What needs to be done ▸
Please copy the listing from its start through the line containing "rough mask: <svg", with "points" substituted for every "clicks" and everything else unchanged. Leave the pictures out of your copy.

Recorded data ▸
· · · ·

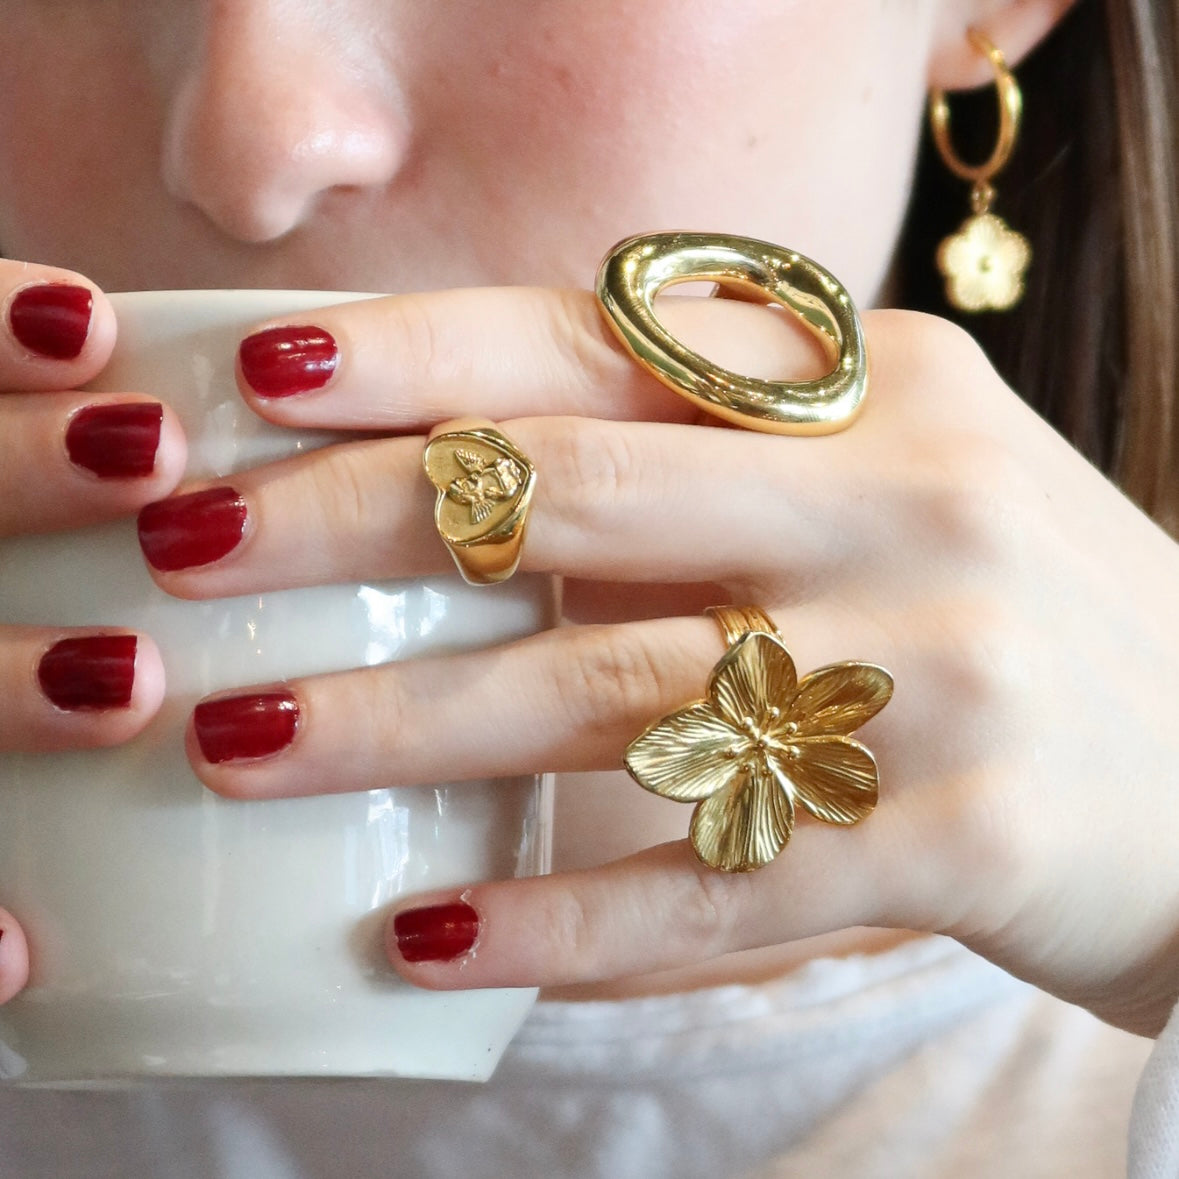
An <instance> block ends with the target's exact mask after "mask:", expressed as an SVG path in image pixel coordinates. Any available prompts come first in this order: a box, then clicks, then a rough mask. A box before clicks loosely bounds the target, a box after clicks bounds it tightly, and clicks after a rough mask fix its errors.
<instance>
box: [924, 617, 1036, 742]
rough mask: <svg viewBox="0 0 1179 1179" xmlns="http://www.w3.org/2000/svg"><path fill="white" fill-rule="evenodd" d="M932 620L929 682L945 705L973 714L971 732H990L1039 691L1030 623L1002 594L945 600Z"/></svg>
mask: <svg viewBox="0 0 1179 1179" xmlns="http://www.w3.org/2000/svg"><path fill="white" fill-rule="evenodd" d="M927 618H928V620H929V623H930V635H929V637H930V639H931V640H933V641H931V643H930V646H929V648H928V651H927V656H926V659H927V661H928V664H929V666H928V672H929V677H928V680H927V683H929V684H930V685H933V686H934V691H935V693H936V694H935V698H936V699H940V700H942V702H943V704H942V707H944V706H946V705H947V704H949V705H950V706H951V707H953V709H954V710H955V711H956V712H959V713H960V714H963V716H971V717H974V718H975V724H974V725H971V730H975V731H987V732H989V731H994V726H995V722H997V720H999V719H1001V717H1000V714H1003V716H1006V714H1010V713H1015V714H1017V713H1019V712H1020V711H1021V707H1022V702H1023V700H1026V699H1028V698H1029V696H1030V694H1032V692H1033V691H1034V685H1033V684H1032V680H1033V679H1034V678H1035V677H1034V671H1033V667H1032V663H1030V659H1029V658H1028V651H1029V650H1030V646H1029V643H1028V641H1026V638H1025V635H1023V633H1022V632H1023V630H1025V627H1023V626H1022V625H1021V624H1020V621H1019V619H1016V618H1015V617H1014V615H1013V612H1012V611H1010V610H1009V608H1008V607H1006V606H1005V605H1003V604H1002V602H1001V601H1000V600H999V598H997V595H984V594H979V595H976V597H969V598H964V599H962V598H960V599H957V600H954V601H950V602H944V604H942V605H941V606H940V607H937V608H935V610H931V611H930V612H929V614H928V615H927ZM1012 719H1014V717H1013V718H1012ZM1012 731H1013V732H1017V731H1019V729H1017V727H1015V729H1013V730H1012Z"/></svg>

· · · ·

Answer below ▸
An <instance> block ends with the target's exact mask after "mask:", expressed as an SVG path in image pixel coordinates. Any available prompts come first in this order: a box, then points, then a rough mask. A box before points loosely bounds the target, a box after points bounds it tightly, and points after a rough mask fix its errors.
<instance>
box: [924, 617, 1036, 742]
rough mask: <svg viewBox="0 0 1179 1179" xmlns="http://www.w3.org/2000/svg"><path fill="white" fill-rule="evenodd" d="M932 620L929 682L945 705L973 714L971 732H990L1039 691L1030 623L1002 594L945 600Z"/></svg>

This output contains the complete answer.